(Entries from a pointing dataset)
[BEGIN]
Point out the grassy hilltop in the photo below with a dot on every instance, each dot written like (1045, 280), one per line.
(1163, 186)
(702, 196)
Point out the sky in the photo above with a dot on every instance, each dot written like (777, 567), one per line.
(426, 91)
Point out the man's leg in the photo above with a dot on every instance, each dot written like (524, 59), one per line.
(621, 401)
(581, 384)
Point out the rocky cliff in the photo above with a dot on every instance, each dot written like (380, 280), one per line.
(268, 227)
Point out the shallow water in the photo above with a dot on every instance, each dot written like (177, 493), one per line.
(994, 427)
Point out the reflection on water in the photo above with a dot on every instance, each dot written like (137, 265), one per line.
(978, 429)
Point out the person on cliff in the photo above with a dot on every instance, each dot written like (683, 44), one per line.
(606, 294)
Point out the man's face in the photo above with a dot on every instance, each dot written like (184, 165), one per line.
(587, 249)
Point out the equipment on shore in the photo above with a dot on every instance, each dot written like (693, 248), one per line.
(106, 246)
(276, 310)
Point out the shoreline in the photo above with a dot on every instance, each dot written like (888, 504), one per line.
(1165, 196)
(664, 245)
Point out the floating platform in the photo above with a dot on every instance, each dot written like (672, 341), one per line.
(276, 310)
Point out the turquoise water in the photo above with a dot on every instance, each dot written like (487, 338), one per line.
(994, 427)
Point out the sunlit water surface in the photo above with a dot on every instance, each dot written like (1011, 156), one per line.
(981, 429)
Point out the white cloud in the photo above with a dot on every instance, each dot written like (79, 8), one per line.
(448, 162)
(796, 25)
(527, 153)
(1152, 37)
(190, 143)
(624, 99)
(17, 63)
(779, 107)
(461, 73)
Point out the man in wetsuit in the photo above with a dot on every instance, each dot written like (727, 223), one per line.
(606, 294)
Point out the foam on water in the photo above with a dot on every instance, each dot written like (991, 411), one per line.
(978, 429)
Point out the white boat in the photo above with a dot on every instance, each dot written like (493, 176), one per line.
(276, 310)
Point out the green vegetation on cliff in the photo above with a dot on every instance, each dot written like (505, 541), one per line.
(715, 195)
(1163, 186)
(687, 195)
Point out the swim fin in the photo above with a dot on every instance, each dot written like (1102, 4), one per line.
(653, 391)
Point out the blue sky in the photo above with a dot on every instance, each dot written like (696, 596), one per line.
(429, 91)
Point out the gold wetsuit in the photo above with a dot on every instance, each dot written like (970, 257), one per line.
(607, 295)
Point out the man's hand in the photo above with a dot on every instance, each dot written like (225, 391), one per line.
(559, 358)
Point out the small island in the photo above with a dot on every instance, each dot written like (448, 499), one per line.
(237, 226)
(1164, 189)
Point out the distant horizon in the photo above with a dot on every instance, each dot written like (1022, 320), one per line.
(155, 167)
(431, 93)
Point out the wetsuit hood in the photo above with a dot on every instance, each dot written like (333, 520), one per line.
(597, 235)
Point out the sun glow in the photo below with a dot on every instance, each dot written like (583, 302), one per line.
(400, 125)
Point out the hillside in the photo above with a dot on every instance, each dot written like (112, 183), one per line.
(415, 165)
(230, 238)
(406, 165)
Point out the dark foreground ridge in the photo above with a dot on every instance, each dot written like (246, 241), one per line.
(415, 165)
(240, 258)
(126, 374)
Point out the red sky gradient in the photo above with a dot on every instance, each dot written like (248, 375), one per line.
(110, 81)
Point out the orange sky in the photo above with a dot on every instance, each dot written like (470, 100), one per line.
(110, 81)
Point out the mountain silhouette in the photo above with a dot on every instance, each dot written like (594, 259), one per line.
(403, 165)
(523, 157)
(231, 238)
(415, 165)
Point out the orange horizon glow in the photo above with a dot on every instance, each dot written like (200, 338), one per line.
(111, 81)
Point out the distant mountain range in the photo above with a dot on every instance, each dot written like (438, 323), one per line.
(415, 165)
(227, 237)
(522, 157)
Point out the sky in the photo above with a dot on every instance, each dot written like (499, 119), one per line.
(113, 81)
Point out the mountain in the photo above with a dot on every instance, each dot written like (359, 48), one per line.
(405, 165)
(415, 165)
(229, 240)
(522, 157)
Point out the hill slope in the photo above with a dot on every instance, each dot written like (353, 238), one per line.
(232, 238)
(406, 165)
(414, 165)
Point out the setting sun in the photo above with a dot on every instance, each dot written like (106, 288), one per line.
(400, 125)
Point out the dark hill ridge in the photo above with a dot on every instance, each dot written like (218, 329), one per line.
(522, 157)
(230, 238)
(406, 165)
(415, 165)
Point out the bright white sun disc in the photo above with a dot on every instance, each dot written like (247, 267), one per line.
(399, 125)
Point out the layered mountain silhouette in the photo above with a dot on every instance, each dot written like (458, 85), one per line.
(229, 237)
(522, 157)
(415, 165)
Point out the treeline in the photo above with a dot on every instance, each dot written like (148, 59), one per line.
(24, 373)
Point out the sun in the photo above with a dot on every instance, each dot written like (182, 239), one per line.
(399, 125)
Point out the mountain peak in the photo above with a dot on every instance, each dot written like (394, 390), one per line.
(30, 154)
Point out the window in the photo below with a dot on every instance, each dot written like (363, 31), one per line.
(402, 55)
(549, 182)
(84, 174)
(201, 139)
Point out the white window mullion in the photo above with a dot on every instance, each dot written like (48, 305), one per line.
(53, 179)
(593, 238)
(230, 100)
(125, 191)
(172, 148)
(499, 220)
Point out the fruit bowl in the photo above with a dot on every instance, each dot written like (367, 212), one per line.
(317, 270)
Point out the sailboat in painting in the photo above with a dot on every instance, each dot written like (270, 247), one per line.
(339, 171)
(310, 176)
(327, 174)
[END]
● **Aim**:
Starting from the line with "Point out the white window" and ending with the final line of the data, quote every line exactly, both ends included.

● **Exercise output**:
Point out the white window mullion in the photo above with a dot on every instance, each dot written like (48, 305), one per line.
(53, 179)
(593, 238)
(230, 100)
(125, 191)
(172, 148)
(499, 220)
Point out the fruit bowl in the photo above with a dot on every instance, each dot written like (367, 212), one per line.
(317, 270)
Point out the sailboat in painting in the photo above with a dot on every instance, each dot written like (270, 247), one per line.
(339, 171)
(310, 176)
(327, 174)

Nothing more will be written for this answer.